↓

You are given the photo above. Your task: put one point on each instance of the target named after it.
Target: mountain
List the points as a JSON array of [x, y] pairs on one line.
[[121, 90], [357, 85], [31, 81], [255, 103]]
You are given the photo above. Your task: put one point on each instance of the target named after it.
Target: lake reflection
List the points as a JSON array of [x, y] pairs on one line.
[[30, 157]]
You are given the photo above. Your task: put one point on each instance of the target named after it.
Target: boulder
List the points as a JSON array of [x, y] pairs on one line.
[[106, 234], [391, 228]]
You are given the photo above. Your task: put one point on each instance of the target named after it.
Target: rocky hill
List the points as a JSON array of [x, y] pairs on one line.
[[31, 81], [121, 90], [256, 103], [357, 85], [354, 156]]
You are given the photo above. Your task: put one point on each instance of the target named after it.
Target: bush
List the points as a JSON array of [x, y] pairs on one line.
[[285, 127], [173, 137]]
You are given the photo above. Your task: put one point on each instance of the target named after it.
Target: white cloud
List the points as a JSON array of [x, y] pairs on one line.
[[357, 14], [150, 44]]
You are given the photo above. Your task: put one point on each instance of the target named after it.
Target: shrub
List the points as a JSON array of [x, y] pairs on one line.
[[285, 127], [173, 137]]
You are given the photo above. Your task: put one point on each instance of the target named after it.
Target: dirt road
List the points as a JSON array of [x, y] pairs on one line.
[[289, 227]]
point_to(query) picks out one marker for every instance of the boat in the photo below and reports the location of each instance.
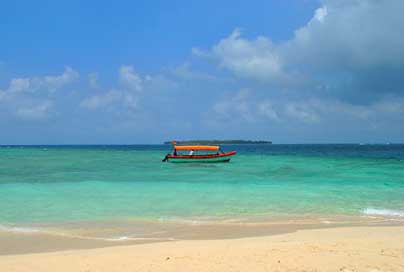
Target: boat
(198, 153)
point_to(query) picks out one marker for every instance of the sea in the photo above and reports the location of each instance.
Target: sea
(61, 186)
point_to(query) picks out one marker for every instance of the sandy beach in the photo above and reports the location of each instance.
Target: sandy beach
(373, 249)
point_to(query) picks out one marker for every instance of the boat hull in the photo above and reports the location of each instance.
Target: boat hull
(224, 157)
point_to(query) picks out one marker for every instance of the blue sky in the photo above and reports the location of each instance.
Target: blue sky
(127, 72)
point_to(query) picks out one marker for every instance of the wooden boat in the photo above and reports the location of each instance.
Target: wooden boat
(198, 153)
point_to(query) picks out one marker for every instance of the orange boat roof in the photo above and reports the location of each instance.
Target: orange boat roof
(197, 147)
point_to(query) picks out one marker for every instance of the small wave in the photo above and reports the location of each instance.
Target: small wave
(17, 229)
(384, 212)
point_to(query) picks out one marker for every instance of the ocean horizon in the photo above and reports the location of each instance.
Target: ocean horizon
(61, 185)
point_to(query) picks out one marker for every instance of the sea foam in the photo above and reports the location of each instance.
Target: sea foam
(384, 212)
(17, 229)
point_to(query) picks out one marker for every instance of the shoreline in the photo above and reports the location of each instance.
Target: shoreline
(361, 248)
(100, 234)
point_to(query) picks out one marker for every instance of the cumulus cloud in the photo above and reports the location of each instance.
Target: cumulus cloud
(111, 98)
(348, 48)
(36, 112)
(125, 97)
(130, 79)
(244, 106)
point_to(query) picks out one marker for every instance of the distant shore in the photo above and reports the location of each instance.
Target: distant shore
(218, 142)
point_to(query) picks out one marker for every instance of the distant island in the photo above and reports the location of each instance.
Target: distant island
(218, 142)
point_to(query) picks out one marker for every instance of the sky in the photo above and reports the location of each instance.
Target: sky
(144, 72)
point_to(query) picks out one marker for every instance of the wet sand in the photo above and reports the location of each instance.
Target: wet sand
(378, 248)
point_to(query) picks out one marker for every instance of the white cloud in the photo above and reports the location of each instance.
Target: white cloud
(35, 112)
(125, 98)
(236, 106)
(57, 82)
(255, 59)
(302, 112)
(350, 46)
(130, 79)
(185, 72)
(267, 109)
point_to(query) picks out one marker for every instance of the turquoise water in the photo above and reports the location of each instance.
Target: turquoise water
(48, 184)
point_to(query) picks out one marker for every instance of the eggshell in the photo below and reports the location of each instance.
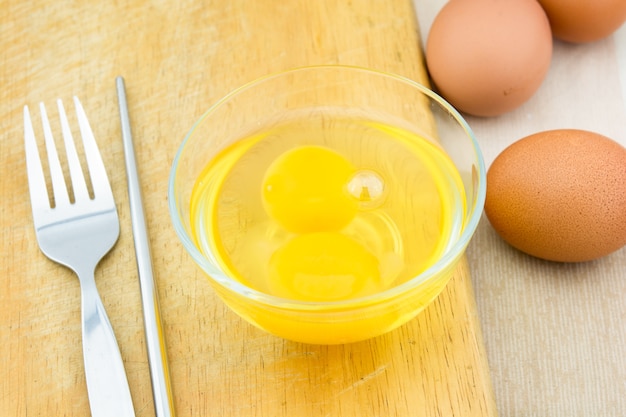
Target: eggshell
(584, 20)
(487, 57)
(560, 195)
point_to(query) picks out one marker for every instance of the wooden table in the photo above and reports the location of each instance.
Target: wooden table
(177, 59)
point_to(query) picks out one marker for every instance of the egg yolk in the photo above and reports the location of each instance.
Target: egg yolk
(305, 190)
(324, 266)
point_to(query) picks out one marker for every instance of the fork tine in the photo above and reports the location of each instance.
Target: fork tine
(99, 179)
(61, 197)
(76, 173)
(36, 181)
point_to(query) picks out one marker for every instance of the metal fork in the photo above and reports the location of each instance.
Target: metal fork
(78, 234)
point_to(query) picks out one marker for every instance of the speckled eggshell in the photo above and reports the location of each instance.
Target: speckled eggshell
(560, 195)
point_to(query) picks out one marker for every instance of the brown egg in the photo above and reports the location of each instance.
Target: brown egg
(487, 57)
(584, 20)
(560, 195)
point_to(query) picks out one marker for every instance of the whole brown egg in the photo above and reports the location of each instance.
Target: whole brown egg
(487, 57)
(584, 20)
(560, 195)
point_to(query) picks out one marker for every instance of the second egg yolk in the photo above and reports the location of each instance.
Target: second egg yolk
(325, 266)
(305, 190)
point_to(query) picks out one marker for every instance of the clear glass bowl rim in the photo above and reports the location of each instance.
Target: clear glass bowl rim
(268, 300)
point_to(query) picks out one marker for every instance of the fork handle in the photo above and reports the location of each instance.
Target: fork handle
(107, 385)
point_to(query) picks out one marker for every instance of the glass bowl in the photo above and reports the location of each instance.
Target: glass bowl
(317, 99)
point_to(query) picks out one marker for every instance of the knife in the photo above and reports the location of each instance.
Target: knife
(157, 355)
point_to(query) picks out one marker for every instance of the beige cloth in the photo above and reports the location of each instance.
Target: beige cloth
(555, 333)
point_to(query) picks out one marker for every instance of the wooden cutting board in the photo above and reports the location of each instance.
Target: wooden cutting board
(178, 58)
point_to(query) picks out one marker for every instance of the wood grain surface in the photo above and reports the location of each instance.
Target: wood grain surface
(178, 58)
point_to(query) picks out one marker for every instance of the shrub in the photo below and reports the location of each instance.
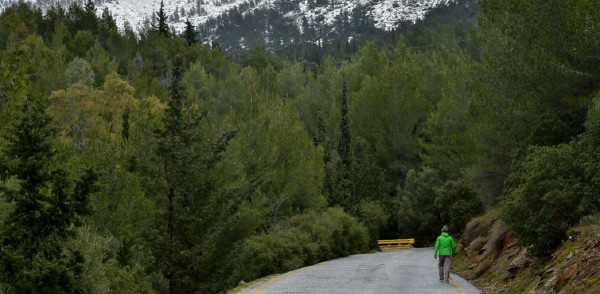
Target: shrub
(458, 204)
(543, 197)
(418, 217)
(308, 239)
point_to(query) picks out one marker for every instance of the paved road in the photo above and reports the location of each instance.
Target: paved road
(397, 271)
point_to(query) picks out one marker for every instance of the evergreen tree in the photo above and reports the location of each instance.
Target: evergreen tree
(344, 143)
(90, 21)
(161, 17)
(47, 205)
(190, 32)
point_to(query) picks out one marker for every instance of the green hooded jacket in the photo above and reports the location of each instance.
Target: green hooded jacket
(444, 245)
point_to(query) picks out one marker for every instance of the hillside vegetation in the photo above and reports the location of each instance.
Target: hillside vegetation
(155, 164)
(491, 258)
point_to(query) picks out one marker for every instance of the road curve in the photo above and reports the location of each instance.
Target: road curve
(396, 271)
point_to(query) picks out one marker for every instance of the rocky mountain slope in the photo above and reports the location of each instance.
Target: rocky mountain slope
(491, 258)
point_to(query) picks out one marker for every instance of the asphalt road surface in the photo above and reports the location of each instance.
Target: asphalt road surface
(395, 271)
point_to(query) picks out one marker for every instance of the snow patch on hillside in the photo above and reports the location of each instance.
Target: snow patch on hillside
(140, 13)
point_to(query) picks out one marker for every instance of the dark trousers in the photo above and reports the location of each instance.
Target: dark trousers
(444, 266)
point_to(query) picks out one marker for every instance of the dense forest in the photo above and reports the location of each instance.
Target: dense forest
(153, 163)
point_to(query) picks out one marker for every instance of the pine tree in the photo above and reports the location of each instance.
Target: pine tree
(47, 204)
(161, 17)
(91, 20)
(190, 32)
(344, 143)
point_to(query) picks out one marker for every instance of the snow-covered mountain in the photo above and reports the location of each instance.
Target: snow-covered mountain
(139, 13)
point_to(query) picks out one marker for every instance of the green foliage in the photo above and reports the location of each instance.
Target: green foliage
(80, 71)
(206, 158)
(458, 203)
(417, 213)
(543, 197)
(47, 202)
(311, 237)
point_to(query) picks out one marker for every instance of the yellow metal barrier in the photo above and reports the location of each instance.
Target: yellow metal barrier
(396, 244)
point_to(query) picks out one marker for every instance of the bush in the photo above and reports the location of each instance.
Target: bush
(418, 217)
(308, 239)
(543, 197)
(458, 203)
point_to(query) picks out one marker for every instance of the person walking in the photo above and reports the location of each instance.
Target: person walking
(445, 248)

↑

## [Work to complete]
Please copy every line from the entries that includes the word "below".

## [Response area]
point_to(query) picks out one marker for every instance of the boat in the photo below and reports the location of each instance.
point_to(query) picks out one marker for every instance of the eggshell in the photo below and reports the location of each instance.
point_to(query) picks out one marker for every instance of the shrub in the photo below and reports the location of each instance.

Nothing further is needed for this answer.